Dataset entries:
****

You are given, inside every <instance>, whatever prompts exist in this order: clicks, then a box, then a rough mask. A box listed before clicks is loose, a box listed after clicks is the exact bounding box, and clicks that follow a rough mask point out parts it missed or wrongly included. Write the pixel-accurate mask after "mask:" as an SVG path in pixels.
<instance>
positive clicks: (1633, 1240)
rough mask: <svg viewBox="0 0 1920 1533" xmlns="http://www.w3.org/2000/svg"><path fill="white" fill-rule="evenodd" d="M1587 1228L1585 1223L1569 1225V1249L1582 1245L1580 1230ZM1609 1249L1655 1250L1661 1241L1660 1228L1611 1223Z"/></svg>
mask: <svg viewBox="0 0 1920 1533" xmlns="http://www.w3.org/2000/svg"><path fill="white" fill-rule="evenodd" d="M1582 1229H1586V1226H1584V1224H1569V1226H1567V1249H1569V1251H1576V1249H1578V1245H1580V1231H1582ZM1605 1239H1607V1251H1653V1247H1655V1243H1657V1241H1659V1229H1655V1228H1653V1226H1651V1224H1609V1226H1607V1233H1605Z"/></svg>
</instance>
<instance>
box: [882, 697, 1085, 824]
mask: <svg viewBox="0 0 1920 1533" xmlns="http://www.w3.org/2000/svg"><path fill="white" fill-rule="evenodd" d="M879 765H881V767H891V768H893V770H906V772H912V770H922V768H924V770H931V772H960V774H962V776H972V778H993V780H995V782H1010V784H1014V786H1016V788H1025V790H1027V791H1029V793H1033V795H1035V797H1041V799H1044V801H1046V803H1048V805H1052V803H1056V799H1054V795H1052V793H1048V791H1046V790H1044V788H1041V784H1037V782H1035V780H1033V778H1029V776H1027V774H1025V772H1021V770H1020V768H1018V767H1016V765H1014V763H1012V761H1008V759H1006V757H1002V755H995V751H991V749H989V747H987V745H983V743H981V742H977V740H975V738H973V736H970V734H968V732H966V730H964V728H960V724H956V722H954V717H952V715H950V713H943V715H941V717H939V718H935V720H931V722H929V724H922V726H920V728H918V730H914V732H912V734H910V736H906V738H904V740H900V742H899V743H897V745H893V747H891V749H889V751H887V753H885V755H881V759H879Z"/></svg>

****

■ **What you should do**
Collect every line in the dataset entries above that contains the string "instance", and copy each such line in full.

■ **Result of the exercise**
You are given, inside every <instance>, whatever prompts exist in this order: clicks, then a box, then a rough mask. A box listed before clicks is loose, a box listed after clicks is the exact bounding box, and clicks that follow a rough mask point out parts it missed or wrongly included. Write the pixel-accurate mask after "mask:" as an SVG path in pixels.
<instance>
</instance>
<instance>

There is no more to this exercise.